▶ _Assignment_:
Count how many lines in the data below include "post". Answer with the number only.

▶ _Provided records_:

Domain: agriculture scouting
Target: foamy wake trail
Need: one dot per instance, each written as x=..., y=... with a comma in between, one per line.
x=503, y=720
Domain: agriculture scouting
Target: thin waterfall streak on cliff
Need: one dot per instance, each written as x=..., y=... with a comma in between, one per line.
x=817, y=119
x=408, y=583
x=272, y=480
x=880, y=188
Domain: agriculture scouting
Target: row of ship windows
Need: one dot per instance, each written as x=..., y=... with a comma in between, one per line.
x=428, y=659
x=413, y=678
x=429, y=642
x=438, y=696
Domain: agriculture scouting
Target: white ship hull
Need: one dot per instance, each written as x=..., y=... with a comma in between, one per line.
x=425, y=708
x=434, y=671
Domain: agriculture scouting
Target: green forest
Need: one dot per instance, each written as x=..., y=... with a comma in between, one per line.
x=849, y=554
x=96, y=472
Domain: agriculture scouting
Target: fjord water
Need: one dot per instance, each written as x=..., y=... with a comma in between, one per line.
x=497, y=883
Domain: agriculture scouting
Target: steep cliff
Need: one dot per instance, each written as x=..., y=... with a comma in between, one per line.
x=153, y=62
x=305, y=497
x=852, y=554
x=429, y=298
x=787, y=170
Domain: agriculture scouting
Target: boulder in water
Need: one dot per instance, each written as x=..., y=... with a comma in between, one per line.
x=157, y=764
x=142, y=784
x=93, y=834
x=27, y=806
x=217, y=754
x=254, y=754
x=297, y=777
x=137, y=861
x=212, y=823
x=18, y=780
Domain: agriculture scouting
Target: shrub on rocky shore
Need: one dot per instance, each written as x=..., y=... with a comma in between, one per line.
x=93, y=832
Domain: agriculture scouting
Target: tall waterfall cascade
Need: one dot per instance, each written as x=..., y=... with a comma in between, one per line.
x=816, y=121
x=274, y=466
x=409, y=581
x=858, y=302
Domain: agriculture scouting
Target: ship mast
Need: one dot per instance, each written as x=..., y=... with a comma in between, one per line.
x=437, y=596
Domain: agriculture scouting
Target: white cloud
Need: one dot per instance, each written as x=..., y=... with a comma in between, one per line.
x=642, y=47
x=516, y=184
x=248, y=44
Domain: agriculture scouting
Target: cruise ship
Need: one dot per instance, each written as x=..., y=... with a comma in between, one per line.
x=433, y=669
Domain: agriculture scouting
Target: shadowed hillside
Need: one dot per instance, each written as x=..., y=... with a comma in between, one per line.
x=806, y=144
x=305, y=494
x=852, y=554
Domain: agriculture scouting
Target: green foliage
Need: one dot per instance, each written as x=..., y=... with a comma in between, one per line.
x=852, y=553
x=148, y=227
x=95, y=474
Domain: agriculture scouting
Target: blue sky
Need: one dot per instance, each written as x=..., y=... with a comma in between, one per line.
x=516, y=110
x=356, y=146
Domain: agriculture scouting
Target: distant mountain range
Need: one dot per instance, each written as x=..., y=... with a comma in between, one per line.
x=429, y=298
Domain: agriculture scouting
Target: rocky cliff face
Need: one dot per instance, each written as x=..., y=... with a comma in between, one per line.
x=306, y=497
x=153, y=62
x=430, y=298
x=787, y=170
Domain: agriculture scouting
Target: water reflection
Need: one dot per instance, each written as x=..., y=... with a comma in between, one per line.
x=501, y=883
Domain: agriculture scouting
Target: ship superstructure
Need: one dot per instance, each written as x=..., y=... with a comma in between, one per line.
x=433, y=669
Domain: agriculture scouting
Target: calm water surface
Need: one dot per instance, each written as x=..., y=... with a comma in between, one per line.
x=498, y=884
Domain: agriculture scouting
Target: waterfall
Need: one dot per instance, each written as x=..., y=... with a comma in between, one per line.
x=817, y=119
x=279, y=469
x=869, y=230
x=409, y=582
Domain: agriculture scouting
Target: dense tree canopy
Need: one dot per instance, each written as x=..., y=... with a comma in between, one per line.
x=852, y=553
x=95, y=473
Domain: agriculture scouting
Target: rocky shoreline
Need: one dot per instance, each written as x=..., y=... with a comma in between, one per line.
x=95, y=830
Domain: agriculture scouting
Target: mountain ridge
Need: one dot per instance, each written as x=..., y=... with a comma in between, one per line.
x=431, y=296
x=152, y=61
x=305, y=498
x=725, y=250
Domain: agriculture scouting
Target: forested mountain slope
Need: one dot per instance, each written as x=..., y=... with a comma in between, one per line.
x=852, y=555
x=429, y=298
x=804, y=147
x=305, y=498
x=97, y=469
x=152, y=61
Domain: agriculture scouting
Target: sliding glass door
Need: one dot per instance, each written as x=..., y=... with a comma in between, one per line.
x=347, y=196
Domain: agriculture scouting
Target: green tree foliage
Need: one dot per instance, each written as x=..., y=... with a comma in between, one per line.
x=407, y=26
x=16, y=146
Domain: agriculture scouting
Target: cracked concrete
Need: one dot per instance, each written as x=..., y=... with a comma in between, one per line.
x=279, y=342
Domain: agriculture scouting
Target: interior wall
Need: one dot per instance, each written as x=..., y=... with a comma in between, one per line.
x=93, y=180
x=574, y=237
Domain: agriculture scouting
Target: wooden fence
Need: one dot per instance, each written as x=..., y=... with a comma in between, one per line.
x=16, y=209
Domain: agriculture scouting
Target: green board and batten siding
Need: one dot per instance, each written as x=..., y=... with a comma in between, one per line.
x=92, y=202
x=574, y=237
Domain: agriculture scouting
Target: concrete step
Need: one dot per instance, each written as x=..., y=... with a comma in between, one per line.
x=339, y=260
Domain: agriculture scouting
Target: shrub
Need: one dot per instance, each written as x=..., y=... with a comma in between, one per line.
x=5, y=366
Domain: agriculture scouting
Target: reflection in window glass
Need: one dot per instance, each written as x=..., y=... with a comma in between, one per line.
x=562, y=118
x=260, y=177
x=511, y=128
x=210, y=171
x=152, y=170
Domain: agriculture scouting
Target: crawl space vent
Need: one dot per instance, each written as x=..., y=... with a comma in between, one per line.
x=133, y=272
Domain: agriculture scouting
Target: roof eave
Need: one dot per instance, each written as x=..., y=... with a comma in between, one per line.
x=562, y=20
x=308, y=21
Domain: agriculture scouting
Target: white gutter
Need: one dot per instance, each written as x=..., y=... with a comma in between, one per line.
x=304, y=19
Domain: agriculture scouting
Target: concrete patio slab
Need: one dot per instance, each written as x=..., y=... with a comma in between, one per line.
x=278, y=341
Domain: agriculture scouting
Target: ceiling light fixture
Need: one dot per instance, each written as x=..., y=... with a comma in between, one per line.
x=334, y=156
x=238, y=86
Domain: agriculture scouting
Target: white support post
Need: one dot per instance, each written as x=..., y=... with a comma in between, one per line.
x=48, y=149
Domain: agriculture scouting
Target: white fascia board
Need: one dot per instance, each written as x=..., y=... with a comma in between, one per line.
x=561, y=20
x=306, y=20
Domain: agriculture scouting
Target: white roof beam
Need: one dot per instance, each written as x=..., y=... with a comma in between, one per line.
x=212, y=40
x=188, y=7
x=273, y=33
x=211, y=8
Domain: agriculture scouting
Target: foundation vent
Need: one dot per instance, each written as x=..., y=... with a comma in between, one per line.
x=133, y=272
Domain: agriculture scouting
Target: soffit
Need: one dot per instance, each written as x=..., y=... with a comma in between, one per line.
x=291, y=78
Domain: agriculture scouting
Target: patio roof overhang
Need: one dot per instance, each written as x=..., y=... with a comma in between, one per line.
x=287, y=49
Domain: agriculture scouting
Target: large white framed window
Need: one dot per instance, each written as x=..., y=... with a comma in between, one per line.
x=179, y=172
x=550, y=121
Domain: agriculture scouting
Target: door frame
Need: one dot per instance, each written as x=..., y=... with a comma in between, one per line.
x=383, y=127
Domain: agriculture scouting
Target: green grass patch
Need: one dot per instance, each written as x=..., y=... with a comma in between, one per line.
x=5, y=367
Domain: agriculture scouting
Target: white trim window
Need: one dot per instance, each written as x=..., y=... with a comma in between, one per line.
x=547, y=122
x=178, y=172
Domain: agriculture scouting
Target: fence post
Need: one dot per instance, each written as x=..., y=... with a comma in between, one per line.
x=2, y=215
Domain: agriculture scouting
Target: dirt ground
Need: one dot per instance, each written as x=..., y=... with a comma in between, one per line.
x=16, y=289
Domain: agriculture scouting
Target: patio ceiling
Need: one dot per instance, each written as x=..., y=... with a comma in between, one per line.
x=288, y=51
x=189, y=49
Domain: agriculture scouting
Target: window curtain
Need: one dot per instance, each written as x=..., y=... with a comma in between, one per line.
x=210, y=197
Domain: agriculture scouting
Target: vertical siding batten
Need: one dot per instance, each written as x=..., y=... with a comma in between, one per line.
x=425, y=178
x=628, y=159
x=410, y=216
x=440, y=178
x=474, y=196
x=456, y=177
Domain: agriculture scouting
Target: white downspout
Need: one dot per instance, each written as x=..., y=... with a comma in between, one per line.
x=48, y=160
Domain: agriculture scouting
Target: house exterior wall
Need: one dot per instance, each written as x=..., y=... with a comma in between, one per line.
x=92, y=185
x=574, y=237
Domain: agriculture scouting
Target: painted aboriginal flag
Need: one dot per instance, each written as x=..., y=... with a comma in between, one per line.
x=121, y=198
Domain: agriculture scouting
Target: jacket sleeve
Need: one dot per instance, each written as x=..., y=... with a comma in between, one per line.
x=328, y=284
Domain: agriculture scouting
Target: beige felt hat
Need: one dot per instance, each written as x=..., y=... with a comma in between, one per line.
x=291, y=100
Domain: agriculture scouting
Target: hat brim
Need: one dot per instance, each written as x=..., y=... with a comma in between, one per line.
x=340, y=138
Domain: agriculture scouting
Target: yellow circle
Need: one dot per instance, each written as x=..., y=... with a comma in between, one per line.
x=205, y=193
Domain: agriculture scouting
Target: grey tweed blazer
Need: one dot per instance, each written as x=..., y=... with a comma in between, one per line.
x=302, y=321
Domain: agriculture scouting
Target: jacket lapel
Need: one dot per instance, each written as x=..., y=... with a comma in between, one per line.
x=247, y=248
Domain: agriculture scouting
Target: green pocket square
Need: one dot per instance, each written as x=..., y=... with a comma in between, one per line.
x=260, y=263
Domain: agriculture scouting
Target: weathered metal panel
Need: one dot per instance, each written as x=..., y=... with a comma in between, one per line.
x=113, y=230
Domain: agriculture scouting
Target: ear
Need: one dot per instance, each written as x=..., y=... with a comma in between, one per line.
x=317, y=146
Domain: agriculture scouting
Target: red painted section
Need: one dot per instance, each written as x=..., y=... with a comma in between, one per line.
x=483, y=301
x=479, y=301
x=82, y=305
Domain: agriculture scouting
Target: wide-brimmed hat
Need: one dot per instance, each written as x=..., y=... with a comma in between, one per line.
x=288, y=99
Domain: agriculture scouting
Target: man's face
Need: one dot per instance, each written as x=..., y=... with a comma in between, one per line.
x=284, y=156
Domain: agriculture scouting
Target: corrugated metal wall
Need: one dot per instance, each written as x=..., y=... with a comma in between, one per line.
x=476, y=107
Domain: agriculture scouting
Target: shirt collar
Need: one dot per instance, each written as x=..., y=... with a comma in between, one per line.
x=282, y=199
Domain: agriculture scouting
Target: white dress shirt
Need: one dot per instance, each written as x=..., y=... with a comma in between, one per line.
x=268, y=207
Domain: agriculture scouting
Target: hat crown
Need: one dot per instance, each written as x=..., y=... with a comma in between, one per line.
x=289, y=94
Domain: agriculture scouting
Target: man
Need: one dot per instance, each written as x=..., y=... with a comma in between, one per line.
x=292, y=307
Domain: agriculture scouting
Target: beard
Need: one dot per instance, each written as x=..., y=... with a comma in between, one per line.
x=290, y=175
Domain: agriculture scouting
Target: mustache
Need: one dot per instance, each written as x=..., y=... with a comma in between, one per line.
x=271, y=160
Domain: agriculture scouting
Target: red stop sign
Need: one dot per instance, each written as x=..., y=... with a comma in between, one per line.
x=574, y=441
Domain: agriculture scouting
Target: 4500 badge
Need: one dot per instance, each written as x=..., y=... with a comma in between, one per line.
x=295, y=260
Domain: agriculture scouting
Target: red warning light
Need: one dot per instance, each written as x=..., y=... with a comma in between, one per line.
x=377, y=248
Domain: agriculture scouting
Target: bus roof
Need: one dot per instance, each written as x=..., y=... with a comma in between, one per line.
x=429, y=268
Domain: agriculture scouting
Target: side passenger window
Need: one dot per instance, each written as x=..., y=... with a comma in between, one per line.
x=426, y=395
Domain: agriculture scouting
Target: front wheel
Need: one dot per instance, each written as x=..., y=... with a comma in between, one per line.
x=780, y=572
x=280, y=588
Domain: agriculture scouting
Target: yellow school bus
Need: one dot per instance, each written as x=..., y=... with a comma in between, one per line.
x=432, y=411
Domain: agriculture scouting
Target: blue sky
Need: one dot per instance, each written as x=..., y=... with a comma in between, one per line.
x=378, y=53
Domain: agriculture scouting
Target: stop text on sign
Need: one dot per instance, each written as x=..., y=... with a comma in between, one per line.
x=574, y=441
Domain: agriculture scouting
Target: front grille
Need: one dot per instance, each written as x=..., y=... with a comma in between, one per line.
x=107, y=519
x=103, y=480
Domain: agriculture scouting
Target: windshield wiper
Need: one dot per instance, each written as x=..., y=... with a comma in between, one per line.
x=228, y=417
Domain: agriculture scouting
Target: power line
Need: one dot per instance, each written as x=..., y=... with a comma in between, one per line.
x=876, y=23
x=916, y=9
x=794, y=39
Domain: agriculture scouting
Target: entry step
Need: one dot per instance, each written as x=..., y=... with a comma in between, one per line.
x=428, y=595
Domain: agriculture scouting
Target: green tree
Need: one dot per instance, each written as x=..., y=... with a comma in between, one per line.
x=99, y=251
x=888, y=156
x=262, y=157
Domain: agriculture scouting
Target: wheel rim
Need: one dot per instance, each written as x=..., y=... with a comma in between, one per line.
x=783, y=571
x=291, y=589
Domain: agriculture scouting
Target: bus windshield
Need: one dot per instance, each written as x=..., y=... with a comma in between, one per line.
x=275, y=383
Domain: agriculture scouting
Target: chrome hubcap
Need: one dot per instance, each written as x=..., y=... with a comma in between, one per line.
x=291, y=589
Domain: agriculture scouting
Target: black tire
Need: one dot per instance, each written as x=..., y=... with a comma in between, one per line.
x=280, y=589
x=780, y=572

▶ _Result below_:
2